▸ **Records for this exercise**:
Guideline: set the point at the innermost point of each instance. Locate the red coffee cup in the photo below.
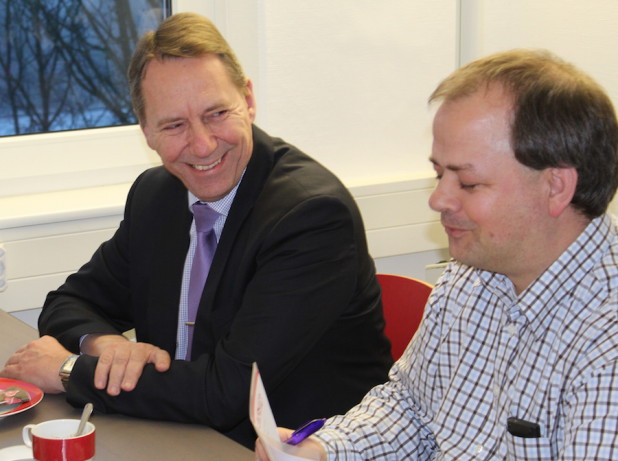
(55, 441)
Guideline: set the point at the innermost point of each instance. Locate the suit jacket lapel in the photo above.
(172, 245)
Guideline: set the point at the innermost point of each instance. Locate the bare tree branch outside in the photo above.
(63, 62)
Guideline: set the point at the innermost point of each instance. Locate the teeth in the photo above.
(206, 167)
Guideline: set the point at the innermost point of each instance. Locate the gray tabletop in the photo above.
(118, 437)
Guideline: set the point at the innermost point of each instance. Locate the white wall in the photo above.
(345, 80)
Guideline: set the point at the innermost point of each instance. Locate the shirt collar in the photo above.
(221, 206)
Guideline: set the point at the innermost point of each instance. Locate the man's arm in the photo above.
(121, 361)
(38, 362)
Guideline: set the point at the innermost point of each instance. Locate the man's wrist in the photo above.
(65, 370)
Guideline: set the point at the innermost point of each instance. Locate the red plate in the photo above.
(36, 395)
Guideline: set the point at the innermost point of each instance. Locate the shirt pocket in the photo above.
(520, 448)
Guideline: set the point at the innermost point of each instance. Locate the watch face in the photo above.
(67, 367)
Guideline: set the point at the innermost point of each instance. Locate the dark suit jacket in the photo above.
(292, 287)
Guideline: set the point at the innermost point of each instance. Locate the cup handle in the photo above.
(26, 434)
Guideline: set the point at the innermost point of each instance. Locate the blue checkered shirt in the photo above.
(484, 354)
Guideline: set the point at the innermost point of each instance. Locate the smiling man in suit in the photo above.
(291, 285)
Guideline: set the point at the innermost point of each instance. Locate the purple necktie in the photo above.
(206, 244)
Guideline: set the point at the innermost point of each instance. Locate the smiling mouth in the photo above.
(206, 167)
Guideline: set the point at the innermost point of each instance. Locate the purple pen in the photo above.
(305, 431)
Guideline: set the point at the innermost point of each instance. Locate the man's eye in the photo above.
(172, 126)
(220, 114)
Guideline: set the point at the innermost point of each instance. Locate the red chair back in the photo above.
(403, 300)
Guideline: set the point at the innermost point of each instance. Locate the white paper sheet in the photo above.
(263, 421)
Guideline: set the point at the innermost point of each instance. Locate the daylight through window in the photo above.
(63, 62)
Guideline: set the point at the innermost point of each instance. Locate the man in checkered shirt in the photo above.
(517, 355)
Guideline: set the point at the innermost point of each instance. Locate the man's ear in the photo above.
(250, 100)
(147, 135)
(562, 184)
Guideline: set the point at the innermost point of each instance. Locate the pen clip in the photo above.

▸ **What the exercise asks**: Reproduce every item above word for word, leaving the pictures out of your answer.

▸ **Result below**:
Guideline: set the point at the innermost point of each instance. Locate the red coffee cup in the photo below.
(55, 441)
Guideline: set the point at the innermost point of each instance. Locate the suit jacket lapel in the photo above.
(172, 245)
Guideline: set the point at the innermost point of each instance. Locate the bare tree branch outside in the photo above.
(63, 62)
Guideline: set the point at the innermost point of each instance. Locate the teeth in the photo above.
(206, 167)
Guideline: set the point at the innermost point of each instance. Locate the gray tabletop in the photo above.
(118, 437)
Guideline: set the point at the innermost point of each instance. Locate the white wall in the photo above.
(345, 80)
Guideline: set the point at the innermost point of each instance. Locate the shirt collar in the photo above.
(221, 206)
Guideline: set the point at the innermost point of each instance. Locate the man's arm in the photo above.
(121, 361)
(38, 362)
Guideline: set the point at the innermost point of each instance. Locate the man's wrist in the photo above.
(65, 370)
Guideline: set the point at the innermost point of each instance. Locate the red plate in the photo above.
(36, 395)
Guideline: set the point at the innermost point of each instance. Locate the shirt pocket in the photo above.
(520, 448)
Guideline: set the point at the innermost point of each instance. Locate the watch face in the photo above.
(67, 367)
Guideline: set the point at the innermost point of each instance. Locate the dark suit jacket in the photo above.
(292, 287)
Guideline: set the point at the innermost point of each instance. Locate the cup handle in the photo above.
(26, 434)
Guideline: set the point at the innermost point of each instance. Locate the blue checkered shirt in the photo above.
(484, 354)
Guideline: set the point at the innermost point of each instance. Locate the smiling man in suit in the photo above.
(291, 285)
Guideline: set the point at the innermost point of each instance. Locate the purple necktie in the photo above.
(206, 244)
Guideline: set the point at the innermost point of each instance. Locate the smiling mouth in the photo above.
(206, 167)
Guideline: set the point at the innermost point of each instance. Locate the purple pen in the photo above.
(305, 431)
Guideline: set the point at the innermost point of each instance. Locate the man's eye in the photo above.
(172, 126)
(220, 114)
Guideline: set the point at the innermost point of each instance. Locate the red chair back in the photo above.
(403, 300)
Guideline: set the point at the innermost point of each instance. Locate the white paper sheet in the photo above.
(263, 421)
Guideline: set the point at the innermost point of each instance. Locate the daylight through window in the photo above.
(63, 62)
Guideline: set the point at the innermost point of each instance. Locate the man in checkered shirt in the photo above.
(517, 355)
Guideline: set the point at the innermost point of each instance. Locate the man's ear in the photo above.
(250, 100)
(147, 135)
(562, 184)
Guideline: set the point at the innermost point of each instance. Locate the pen clip in the photo above.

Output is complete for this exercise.